- EXERCISE OBJECTIVE
Find every line in the listing that contains the string "negative", matching case exactly, and copy each of those lines in full.

# # #

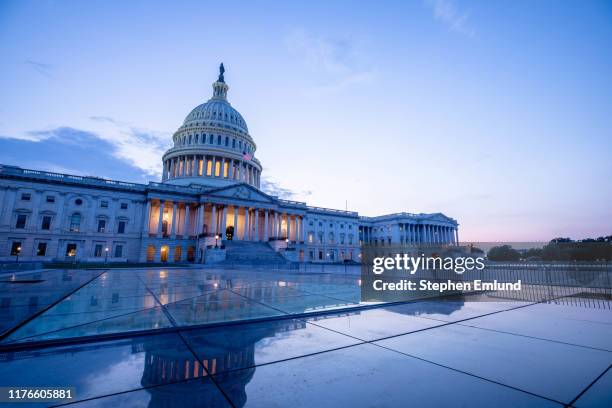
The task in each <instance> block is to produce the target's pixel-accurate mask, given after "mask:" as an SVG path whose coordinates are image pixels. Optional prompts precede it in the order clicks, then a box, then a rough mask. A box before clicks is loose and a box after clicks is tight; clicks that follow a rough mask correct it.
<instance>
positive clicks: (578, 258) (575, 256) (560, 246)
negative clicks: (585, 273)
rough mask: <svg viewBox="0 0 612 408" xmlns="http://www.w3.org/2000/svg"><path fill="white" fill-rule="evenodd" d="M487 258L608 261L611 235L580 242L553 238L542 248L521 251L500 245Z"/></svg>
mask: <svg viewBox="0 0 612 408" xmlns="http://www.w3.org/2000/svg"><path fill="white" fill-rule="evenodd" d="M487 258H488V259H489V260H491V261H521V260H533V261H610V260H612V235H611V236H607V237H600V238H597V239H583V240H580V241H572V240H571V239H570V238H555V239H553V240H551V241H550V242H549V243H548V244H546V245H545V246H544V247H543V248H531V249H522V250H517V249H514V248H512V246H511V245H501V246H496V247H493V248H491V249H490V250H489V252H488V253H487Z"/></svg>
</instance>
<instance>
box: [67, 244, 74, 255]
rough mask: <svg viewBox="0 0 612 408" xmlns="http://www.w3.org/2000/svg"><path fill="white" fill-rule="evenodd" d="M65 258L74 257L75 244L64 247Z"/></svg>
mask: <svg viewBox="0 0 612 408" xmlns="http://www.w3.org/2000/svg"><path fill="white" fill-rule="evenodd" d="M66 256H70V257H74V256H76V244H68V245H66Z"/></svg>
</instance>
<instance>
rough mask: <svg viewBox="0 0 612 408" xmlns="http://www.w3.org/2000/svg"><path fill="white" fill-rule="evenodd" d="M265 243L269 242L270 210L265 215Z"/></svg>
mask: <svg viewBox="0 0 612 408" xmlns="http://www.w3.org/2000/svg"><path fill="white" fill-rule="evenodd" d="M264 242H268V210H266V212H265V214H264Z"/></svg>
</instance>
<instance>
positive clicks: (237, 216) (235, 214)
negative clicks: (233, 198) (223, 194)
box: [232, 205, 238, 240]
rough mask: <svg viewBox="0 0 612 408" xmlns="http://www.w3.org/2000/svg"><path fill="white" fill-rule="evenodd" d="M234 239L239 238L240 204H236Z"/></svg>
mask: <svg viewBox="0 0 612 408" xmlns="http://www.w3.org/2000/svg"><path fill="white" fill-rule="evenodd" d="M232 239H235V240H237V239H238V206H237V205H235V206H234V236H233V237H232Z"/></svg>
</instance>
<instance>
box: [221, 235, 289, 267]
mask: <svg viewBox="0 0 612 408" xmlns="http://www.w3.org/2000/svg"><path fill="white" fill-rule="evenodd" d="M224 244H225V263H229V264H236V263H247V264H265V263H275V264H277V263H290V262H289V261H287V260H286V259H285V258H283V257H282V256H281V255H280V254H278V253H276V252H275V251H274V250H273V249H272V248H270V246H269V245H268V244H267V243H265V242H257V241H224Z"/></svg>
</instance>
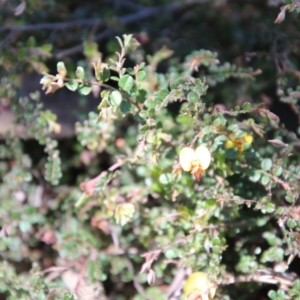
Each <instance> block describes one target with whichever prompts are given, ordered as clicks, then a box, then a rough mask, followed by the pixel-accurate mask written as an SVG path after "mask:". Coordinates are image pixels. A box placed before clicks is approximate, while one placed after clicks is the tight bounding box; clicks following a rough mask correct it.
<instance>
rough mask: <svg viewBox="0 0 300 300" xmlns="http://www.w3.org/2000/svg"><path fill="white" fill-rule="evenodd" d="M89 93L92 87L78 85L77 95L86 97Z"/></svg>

# # #

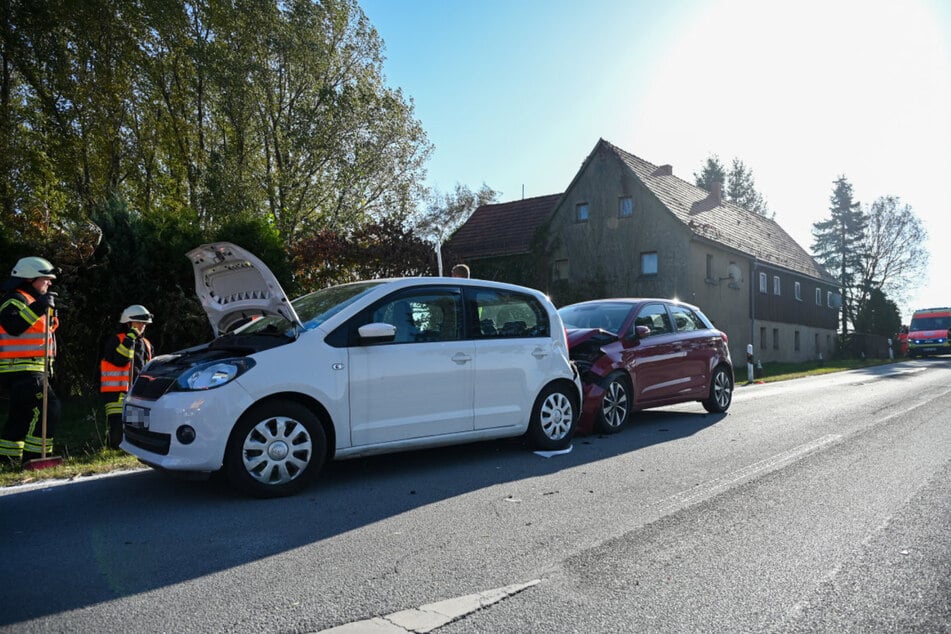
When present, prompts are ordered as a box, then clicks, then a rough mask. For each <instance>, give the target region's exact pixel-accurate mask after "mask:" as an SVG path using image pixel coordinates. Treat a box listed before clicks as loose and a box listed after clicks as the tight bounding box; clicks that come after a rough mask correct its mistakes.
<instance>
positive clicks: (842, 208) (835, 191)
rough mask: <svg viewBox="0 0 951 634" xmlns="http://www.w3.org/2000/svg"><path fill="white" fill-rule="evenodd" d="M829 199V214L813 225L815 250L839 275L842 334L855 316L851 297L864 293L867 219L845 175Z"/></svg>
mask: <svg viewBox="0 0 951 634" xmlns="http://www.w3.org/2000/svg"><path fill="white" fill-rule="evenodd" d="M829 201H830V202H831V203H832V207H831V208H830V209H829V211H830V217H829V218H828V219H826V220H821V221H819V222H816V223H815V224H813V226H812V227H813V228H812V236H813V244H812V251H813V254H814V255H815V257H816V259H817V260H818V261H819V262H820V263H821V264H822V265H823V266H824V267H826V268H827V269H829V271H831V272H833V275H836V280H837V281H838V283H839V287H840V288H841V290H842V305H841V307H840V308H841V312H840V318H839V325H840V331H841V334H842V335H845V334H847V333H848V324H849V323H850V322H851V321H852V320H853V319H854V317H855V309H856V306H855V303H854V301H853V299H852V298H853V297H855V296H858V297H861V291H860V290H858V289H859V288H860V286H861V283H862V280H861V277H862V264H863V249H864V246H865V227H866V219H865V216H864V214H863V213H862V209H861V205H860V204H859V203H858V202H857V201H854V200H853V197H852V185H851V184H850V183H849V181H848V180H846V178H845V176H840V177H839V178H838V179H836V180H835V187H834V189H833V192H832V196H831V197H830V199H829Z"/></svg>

# # #

- OUTPUT FOR THIS EXERCISE
negative clicks: (585, 273)
negative clicks: (233, 198) (223, 194)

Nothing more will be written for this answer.